_SOURCE PASSAGE:_

Coronavirus

How can you tell if your N95 or KN95 mask is fake? Pay attention to these signs

April Simmons-Smith, RN, starts the routine of putting on personal protective equipment that includes a N95 respirator face mask on April 16, 2020 before entering a patient’s room at Beaufort Memorial Hospital.
April Simmons-Smith, RN, starts the routine of putting on personal protective equipment that includes a N95 respirator face mask on April 16, 2020 before entering a patient’s room at Beaufort Memorial Hospital. dmartin@islandpacket.com

Highly protective face masks such as N95s and KN95s are being encouraged by health experts as the omicron variant of the coronavirus runs rampant, but many are actually fakes.

For instance, the U.S. Centers for Disease Control and Prevention says about 60% of the the Chinese made KN95 masks are counterfeit and do not meet requirements from the National Institute for Occupational Safety & Health (NIOSH).

There are many tell-tale signs N95s and KN95s are fake, thus making them not recommended to prevent spread of the coronavirus. Here’s what to know:

Check the label

Approved N95 masks will either have a label on the packaging or respirator with the NIOSH letters, the CDC said. Each mask also has its own approval number you can verify on the NIOSH Certified Equipment List website.

If your N95 is fake, it may not have any NIOSH markings or approval number on the respirator. If there are decorative add-ons, such as sequins, that’s another sign it’s fake.

Another sign the N95 is a counterfeit — it says it’s made for children.

“Only adult-size masks undergo the NIOSH approval process and can be designated as N95s,” The New York Times reported. “So anything labeled as a ‘Kids N95’ is, by definition, a phony.”

Take a look at the mask design

All approved N95 respirators have straps that go around the back of your head, the CDC said. This means any so-called N95s that have ear loops are in fact, counterfeits.

“They’re not designed for comfort,” Anne Miller, executive director of Project N95, told HealthDay. “They’re designed for performance.”

What about KN95 masks?

NIOSH does not evaluate KN95 masks, but that does not mean they are not recommended. The CDC said KN95s are “the most widely available respirators that meet an international standard.”

If packaging on a KN95 mask says it is CDC or NIOSH certified, it is a counterfeit.

“A substantial number of face masks, claiming to be of KN95 standards, provide an inadequate level of protection and are likely to be poor quality products accompanied by fake or fraudulent paperwork,” the Health and Safety Executive in the United Kingdom said.

KN95 masks must be stamped with GB2626-2019, according to The New York Times. This code means they were constructed according to China’s respirator standards.

But unlike N95 masks, KN95s are made for children. You can find some to buy on the ProjectN95 website.

Other tips to follow

The CDC encourages people to check transaction history and reviews of the seller, if possible.

“If a listing claims to be ‘legitimate’ and ‘genuine’, it likely is not,” according to the CDC.

Bad grammar and typos on the website are also a sign the company is selling fake masks, as well as if the masks have had big swings in their prices.

Sellers on marketplaces are also required to list their contact information. And if they have their contact information, make sure it’s an email address connected to a website and not a free email account, the CDC said.

_PROVIDED MATERIAL:_
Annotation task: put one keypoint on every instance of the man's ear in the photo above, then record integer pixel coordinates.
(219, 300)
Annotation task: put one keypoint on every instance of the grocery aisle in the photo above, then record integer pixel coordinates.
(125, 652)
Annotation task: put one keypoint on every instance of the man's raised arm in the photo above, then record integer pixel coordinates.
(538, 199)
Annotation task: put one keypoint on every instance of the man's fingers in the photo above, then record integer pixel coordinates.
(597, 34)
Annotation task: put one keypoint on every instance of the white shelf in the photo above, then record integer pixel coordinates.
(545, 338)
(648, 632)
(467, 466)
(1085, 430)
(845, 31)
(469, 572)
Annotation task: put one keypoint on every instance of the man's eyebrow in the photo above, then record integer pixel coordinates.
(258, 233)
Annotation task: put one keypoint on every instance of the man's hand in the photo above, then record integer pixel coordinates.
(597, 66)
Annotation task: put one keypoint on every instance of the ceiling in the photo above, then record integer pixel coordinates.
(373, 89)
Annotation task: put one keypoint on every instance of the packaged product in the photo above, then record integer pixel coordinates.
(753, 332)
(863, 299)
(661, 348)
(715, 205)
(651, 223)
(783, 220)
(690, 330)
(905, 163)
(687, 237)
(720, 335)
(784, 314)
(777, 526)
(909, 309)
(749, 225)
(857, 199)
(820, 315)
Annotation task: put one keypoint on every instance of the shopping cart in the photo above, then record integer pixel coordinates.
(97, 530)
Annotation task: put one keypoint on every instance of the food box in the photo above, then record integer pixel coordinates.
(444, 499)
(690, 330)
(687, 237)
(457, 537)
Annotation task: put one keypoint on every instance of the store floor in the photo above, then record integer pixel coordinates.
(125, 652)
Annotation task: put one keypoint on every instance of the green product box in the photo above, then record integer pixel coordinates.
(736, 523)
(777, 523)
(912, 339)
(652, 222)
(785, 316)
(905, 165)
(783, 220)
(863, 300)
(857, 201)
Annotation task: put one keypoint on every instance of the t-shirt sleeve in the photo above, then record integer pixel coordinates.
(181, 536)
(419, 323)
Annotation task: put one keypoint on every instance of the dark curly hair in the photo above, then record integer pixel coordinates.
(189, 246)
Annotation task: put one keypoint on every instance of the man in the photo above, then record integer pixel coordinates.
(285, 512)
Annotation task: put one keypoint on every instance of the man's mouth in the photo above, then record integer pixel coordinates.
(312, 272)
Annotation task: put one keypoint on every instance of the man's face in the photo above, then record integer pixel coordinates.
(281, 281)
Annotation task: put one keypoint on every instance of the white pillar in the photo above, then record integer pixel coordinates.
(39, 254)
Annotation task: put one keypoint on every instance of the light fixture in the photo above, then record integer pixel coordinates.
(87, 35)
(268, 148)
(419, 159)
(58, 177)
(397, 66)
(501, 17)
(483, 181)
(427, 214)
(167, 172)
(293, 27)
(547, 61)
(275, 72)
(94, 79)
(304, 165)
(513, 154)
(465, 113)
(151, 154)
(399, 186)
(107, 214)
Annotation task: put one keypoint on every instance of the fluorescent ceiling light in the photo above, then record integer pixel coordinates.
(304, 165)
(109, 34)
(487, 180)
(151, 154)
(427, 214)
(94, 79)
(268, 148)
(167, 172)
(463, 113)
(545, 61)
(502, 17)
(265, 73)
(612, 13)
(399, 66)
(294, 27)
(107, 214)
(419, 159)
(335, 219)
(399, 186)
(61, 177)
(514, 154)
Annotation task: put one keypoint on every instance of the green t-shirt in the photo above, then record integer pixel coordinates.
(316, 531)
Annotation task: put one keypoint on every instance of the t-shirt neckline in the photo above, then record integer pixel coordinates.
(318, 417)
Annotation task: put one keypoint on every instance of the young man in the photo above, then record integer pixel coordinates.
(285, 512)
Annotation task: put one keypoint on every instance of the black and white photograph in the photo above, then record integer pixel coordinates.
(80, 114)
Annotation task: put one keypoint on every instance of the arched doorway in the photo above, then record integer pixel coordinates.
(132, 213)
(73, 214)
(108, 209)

_REQUIRED WORK:_
(1) According to the article on fake masks, why is any mask labeled as a "Kids N95" counterfeit? Answer in one to three sentences.
(2) In the article on fake masks, what code must be stamped on KN95 masks?
(3) Extract the passage from the article on fake masks starting at "But unlike N95" and ending at "in their prices.".
The items are separate material and have no connection to the article on fake masks.

_RESULTS FOR THE EXERCISE:_
(1) Only adult-size masks go through the NIOSH approval process and can be designated as N95s. A mask sold as a "Kids N95" is therefore a phony by definition.

(2) GB2626-2019.

(3)
But unlike N95 masks, KN95s are made for children. You can find some to buy on the ProjectN95 website.

Other tips to follow

The CDC encourages people to check transaction history and reviews of the seller, if possible.

“If a listing claims to be ‘legitimate’ and ‘genuine’, it likely is not,” according to the CDC.

Bad grammar and typos on the website are also a sign the company is selling fake masks, as well as if the masks have had big swings in their prices.